- **Textblock**:
Duisburg/Moers. Ein Duisburger fährt mit dickem Schaden aus der Waschstraße, doch der Betreiber will nicht zahlen. Der Fahrer sagt: „Dieses Vorgehen hat System.“

Auf einmal heißt es David gegen Goliath. Eigentlich wollte Bernd Klemt aus Duisburg am 30. August nur kurz mit seinem BMW-Cabrio durch die Waschstraße, damit ein Gutachter die Unwetterschäden an seinem Auto unbeschwert aufnehmen kann. Hagelkörner hatten auf dem Dach und der Motorhaube einige Spuren hinterlassen.

Doch die Unwetterschäden waren nach dem Besuch der „IMO Car Wash”-Anlage in Moers-Scherpenberg das kleinste Problem des Hombergers. Eine defekte Bodenplatte beschädigte die beiden Felgen auf der Fahrerseite. Die Mitarbeiter der Waschanlage hätten sofort erkannt, dass es ein Problem gibt, erzählt Klemt: „Die haben nach mir die Waschstraße geschlossen und alle wartenden Autos weggeschickt.“

Auch interessant

Cabrio in Waschstraße beschädigt: Fahrer streitet mit Schadenregulierer

Im Beisein eines Mitarbeiters füllte er das für Schadensfälle vorgesehene Formular aus. Dabei sei ihm nochmal bestätigt worden, dass der Schaden definitiv durch die Bodenplatte verursacht worden war. So weit, so gut, könnte man denken. Doch plötzlich liegt Klemt im Clinch mit der Firma, die die Schadenregulierung für die Waschstraße übernimmt: mit der „Sedgwick Germany GmbH”.

Bernd Klemt aus Duisburg wollte mit seinem BMW-Cabrio nur kurz in die Waschstraße. Jetzt streitet er sich seit Wochen mit dem Betreiber und Schadenregulierer.

- **Datenauszüge**:
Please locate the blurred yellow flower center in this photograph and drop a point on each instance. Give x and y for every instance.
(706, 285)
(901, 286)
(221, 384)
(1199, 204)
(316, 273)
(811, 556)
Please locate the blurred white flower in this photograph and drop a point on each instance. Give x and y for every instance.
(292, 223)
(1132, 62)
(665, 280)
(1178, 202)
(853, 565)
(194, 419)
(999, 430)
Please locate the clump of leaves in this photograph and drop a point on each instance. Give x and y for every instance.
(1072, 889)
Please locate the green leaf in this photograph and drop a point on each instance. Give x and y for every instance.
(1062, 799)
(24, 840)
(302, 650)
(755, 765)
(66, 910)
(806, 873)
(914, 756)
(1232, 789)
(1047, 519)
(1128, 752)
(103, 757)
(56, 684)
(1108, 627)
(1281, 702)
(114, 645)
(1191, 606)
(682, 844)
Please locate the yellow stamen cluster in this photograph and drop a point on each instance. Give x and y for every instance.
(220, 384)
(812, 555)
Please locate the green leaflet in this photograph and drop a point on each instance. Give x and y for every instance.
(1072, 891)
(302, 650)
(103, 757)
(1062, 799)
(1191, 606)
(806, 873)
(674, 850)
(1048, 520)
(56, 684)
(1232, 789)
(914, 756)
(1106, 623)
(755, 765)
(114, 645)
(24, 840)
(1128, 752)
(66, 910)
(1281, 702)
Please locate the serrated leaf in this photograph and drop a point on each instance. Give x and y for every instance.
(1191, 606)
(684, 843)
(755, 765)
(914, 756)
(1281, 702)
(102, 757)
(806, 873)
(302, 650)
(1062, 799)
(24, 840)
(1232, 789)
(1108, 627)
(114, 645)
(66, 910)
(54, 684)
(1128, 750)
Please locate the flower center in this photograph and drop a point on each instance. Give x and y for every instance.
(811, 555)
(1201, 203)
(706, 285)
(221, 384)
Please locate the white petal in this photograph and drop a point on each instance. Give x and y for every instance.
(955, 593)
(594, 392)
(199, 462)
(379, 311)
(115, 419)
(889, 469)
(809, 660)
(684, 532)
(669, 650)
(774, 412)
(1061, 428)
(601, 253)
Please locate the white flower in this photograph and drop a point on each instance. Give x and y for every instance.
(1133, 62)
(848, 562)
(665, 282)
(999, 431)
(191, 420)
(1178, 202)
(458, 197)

...

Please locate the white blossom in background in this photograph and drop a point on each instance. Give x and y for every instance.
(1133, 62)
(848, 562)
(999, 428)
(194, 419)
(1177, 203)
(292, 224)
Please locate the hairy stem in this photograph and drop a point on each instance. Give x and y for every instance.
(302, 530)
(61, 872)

- **Aufgabe 1**: Welche Teile des BMW-Cabrios hat die defekte Bodenplatte laut dem Textblock beschädigt?
- **Aufgabe 2**: Suche alle Zeilen heraus, in denen die Zeichenfolge „yellow“ vorkommt, und gib sie wieder. Achte dabei auf Groß- und Kleinschreibung.
Der Textblock und die Zeilen stammen aus unterschiedlichen Quellen.

- **Schriftliche Antwort 1**: Die beiden Felgen auf der Fahrerseite.

- **Schriftliche Antwort 2**:
Please locate the blurred yellow flower center in this photograph and drop a point on each instance. Give x and y for every instance.
Please locate the yellow stamen cluster in this photograph and drop a point on each instance. Give x and y for every instance.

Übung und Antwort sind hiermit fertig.